» **Task**
Please return all of the items below line for line, with no changes, and leave the pictures out of your answer.

» **Exercise input**
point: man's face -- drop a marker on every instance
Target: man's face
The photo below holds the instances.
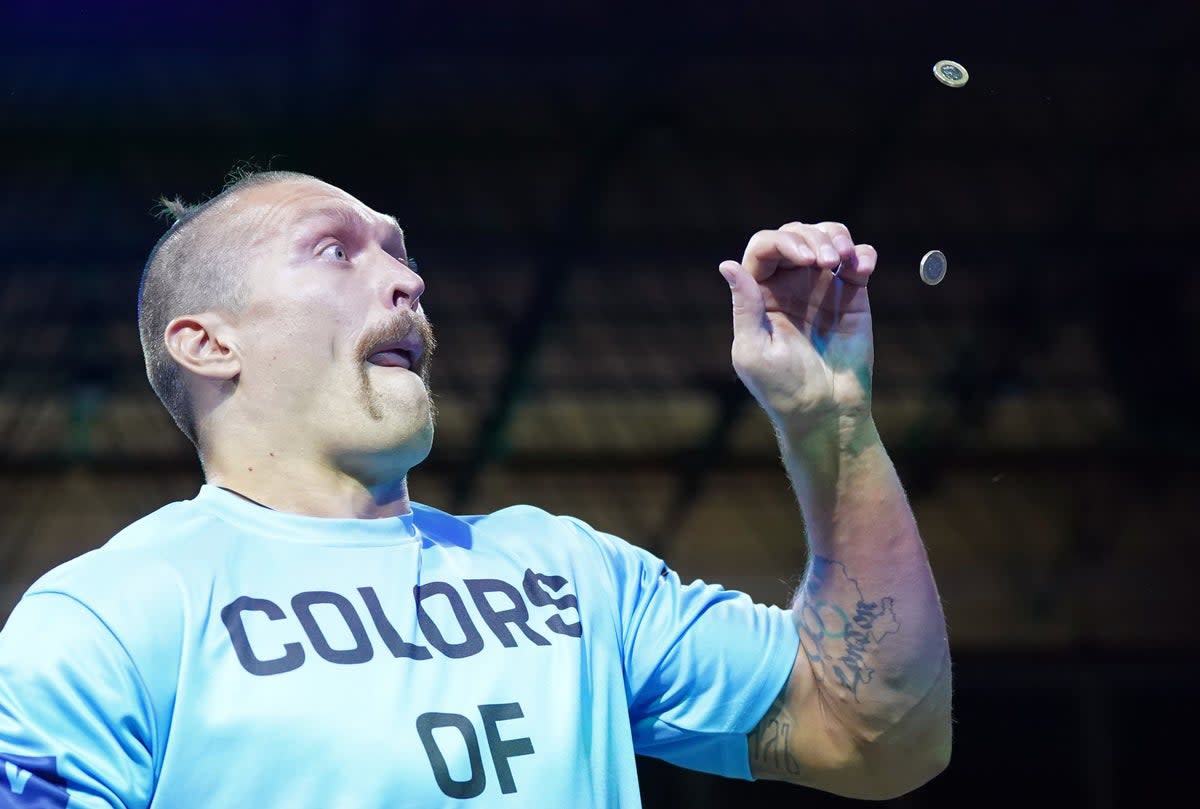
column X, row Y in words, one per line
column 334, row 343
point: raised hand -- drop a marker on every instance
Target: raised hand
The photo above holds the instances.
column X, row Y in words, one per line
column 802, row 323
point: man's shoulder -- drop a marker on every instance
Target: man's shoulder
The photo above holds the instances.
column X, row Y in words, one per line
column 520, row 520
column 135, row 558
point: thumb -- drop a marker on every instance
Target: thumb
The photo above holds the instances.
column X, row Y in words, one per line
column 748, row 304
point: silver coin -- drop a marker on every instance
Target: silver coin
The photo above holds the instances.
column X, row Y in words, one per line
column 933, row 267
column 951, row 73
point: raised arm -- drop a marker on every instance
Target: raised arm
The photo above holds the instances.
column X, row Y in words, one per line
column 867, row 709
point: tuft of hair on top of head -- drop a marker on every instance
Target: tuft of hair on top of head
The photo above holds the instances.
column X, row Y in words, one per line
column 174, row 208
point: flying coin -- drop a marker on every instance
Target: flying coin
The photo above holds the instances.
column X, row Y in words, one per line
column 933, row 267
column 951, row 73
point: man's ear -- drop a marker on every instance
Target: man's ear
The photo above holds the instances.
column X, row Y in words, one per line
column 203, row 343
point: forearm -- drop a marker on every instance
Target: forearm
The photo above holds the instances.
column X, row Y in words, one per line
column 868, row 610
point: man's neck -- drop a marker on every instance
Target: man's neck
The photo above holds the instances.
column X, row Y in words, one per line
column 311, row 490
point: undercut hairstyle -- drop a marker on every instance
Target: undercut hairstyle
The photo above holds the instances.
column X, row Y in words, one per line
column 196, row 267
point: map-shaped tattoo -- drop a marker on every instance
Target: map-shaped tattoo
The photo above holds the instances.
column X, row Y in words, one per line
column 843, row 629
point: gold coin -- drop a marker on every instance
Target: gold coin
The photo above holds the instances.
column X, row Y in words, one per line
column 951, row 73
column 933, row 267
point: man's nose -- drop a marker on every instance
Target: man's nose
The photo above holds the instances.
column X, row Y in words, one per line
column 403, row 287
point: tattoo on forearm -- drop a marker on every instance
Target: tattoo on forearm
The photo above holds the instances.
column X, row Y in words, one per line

» **Task solution**
point: man's face -- drop a marker on every instance
Target: man's face
The photo below holds the instances.
column X, row Y in words, one per line
column 334, row 343
point: raised hand -- drop a marker on every instance
Target: raised hand
The photo above holds the instances.
column X, row Y in words, one per line
column 802, row 323
point: man's shoulder -- drop a marker on every instance
Target: man's shoulder
The photo above holds the instances.
column X, row Y in words, one per line
column 520, row 520
column 135, row 558
point: thumb -- drop a marker on every instance
Target: thumb
The photo above holds the instances.
column X, row Y in words, one per line
column 748, row 304
point: silver coin -- drop a marker on every instance
Target: silver coin
The photo above holds the instances.
column X, row Y in words, one per line
column 933, row 267
column 951, row 73
point: raised arm -- drop a marker on every instance
Target: raised arm
The photo above holds the instances.
column X, row Y in words, one per line
column 867, row 709
point: tuft of hair on top of head -- drop a marker on every instance
Target: tuft of hair on top of head
The photo above holds the instances.
column X, row Y in words, one per line
column 174, row 208
point: flying coin -- drop a marker on every instance
Target: flying coin
The photo above holds the instances.
column X, row Y in words, one per line
column 933, row 267
column 951, row 73
point: man's ear -- drop a marker on every instance
Target: man's ear
The photo above holds the instances.
column X, row Y in words, one per line
column 203, row 343
point: forearm -- drop a marker on every instance
Target: forearm
The photo above holds the instances.
column X, row Y in words, one per line
column 868, row 610
point: man's neck -- drop a marker on every instance
Target: man's neck
The photo above holds the instances.
column X, row Y in words, one per line
column 311, row 490
point: undercut hairstyle -- drop a marker on every instance
Target: undercut hairstyle
The photo above holds the instances.
column X, row Y in words, one per line
column 196, row 267
point: map-shaped tattoo -- drop a marker on every instance
Target: map-shaped tattoo
The photo above holds the instances.
column X, row Y in words, one per line
column 843, row 629
point: gold coin -- drop a marker on every instance
Target: gold coin
The photo above holds the instances.
column X, row Y in words, one per line
column 951, row 73
column 933, row 267
point: man's nose -- drop a marker on every instance
Target: man's nose
The photo above holds the instances.
column X, row Y in words, one per line
column 403, row 287
point: tattoo on forearm -- drop a marker on every instance
Target: tattoo on forearm
The photo above holds the instances.
column X, row Y in words, one per line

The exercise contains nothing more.